### SELECTED PASSAGE
******************************

Internet top-level domain

Initial logo

.bank is a generic top level domain (gTLD) used in the Domain Name System of the internet. The TLD was officially delegated to fTLD Registry Services on behalf of the Financial Services Roundtable and the American Bankers Association on January 5, 2015.

The top-level domain was approved by ICANN in September 2014, but only became available to qualifying institutions the following year in May 2015. The .bank TLD has been included in the HSTS preload-list; as a result, popular web browsers will only connect to a .bank webpage using HTTPS.

==Proposals==
When proposed back in 2011, it was hoped that the release and adoption of a .bank domain name by authorized institutions would help prevent phishing and identity theft. The project's general manager, Craig Schwartz, anticipated less than 10,000 .bank domains being registered due to the exclusive eligibility criteria.

******************************

Collection entries
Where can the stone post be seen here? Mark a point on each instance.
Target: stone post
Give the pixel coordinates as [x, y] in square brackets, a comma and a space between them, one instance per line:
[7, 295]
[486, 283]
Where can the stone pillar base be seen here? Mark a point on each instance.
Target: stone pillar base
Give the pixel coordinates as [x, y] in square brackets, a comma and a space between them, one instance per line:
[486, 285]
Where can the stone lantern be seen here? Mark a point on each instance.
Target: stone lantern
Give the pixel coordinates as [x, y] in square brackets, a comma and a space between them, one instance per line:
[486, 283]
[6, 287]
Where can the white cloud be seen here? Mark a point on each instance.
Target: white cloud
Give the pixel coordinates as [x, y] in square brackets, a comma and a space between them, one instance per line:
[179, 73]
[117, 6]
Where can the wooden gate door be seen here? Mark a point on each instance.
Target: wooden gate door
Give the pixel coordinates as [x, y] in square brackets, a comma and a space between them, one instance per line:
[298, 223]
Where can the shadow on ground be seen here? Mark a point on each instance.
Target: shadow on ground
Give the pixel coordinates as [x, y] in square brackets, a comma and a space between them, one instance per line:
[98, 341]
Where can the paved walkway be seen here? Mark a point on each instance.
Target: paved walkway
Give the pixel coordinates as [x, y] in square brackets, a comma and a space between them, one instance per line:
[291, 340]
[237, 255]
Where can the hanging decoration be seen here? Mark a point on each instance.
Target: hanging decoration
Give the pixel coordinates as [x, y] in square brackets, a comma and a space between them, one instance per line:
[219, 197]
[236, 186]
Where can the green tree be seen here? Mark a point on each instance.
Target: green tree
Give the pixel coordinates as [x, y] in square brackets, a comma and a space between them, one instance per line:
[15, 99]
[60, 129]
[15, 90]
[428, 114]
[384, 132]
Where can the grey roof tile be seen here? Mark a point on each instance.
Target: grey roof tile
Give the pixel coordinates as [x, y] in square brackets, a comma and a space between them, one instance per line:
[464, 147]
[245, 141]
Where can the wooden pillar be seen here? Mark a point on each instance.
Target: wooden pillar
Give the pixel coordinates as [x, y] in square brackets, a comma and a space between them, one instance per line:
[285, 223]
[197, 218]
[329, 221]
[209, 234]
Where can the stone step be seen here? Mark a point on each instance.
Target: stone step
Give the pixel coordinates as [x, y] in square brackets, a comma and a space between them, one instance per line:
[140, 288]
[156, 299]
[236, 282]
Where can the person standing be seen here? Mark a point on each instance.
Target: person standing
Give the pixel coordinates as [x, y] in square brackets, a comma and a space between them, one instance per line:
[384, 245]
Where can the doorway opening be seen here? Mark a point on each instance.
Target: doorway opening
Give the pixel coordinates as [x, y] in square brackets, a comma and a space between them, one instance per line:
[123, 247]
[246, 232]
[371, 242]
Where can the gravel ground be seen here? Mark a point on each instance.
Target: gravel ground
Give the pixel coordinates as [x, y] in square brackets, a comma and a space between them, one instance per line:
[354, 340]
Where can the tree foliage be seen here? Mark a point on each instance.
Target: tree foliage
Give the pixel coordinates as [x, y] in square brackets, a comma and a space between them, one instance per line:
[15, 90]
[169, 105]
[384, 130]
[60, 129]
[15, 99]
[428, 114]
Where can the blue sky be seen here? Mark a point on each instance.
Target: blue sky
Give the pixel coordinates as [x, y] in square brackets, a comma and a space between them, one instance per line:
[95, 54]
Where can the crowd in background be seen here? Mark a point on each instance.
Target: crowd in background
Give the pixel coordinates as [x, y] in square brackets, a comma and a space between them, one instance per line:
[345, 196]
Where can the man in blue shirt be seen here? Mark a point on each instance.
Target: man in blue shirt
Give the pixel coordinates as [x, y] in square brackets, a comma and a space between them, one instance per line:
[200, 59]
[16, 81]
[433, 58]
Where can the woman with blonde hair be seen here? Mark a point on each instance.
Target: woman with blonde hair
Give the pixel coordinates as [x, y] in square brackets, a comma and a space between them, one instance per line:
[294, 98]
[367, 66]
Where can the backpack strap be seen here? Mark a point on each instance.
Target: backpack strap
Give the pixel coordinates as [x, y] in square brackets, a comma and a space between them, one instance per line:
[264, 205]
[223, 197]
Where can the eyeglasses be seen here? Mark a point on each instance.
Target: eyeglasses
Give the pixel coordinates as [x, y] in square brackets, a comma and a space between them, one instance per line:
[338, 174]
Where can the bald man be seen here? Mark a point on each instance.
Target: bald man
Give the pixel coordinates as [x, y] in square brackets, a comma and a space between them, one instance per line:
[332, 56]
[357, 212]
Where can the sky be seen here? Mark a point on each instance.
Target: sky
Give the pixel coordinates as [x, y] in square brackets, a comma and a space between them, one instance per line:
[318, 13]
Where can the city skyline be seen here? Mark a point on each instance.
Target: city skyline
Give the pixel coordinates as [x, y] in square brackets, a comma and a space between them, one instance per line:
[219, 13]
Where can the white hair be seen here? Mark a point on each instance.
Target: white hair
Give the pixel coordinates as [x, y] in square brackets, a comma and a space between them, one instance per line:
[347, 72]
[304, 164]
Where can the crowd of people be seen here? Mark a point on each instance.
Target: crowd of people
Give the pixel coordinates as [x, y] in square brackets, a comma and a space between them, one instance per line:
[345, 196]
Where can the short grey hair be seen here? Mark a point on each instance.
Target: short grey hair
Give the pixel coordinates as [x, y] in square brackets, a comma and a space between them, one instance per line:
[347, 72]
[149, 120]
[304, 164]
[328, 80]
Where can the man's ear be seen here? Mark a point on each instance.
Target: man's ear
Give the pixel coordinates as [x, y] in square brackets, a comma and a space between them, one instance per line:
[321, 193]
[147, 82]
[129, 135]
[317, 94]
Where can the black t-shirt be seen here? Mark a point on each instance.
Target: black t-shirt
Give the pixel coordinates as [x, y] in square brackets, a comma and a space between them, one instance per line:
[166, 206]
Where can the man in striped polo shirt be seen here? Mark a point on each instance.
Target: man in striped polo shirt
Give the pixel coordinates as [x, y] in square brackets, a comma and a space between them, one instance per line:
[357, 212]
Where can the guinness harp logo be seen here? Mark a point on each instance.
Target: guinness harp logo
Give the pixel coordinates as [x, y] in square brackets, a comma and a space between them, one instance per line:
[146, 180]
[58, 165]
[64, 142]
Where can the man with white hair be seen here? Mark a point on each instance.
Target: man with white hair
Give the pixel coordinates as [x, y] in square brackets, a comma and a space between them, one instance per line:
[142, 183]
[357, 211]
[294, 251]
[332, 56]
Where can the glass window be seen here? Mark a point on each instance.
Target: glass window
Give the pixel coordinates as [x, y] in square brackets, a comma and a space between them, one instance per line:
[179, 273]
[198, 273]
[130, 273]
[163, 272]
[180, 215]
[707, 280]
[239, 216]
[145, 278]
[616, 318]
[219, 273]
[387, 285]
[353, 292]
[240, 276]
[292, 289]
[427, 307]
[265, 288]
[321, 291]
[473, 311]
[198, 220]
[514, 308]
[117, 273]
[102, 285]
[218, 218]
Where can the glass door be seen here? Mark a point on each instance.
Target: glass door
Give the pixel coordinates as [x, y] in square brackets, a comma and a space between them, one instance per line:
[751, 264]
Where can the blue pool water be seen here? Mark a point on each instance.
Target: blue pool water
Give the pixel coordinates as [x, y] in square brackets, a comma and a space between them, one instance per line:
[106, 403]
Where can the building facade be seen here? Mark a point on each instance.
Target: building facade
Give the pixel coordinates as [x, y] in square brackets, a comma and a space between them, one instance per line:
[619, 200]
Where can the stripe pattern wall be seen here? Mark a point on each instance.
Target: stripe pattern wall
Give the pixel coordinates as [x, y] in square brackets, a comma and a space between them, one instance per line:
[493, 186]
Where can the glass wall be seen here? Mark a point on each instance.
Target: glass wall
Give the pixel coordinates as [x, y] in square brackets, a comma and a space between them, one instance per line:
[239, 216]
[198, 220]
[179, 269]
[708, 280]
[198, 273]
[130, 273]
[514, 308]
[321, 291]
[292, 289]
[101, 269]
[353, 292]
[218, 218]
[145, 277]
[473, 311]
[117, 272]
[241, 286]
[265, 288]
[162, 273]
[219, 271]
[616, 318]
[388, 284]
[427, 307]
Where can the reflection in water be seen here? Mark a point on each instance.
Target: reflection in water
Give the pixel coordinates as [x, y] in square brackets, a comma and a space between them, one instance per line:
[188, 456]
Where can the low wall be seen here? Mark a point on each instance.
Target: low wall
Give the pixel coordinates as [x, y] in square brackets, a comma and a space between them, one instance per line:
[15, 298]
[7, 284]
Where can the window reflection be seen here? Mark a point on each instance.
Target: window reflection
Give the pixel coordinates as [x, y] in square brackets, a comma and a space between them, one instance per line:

******************************

### PROBLEMS TO SOLVE
1. Using the .bank passage, answer each question briefly:
(a) To which registry was the TLD officially delegated?
(b) In what month and year did ICANN approve the top-level domain?
(c) Who was the project's general manager?
2. Translate this sentence from the .bank passage into Spanish: "The top-level domain was approved by ICANN in September 2014, but only became available to qualifying institutions the following year in May 2015."
The records are separate material and have no connection to the .bank passage.

### SOLUTIONS TO THE TASKS
1.
(a) fTLD Registry Services
(b) September 2014
(c) Craig Schwartz

2. El dominio de nivel superior fue aprobado por la ICANN en septiembre de 2014, pero solo estuvo disponible para las instituciones que cumplían los requisitos al año siguiente, en mayo de 2015.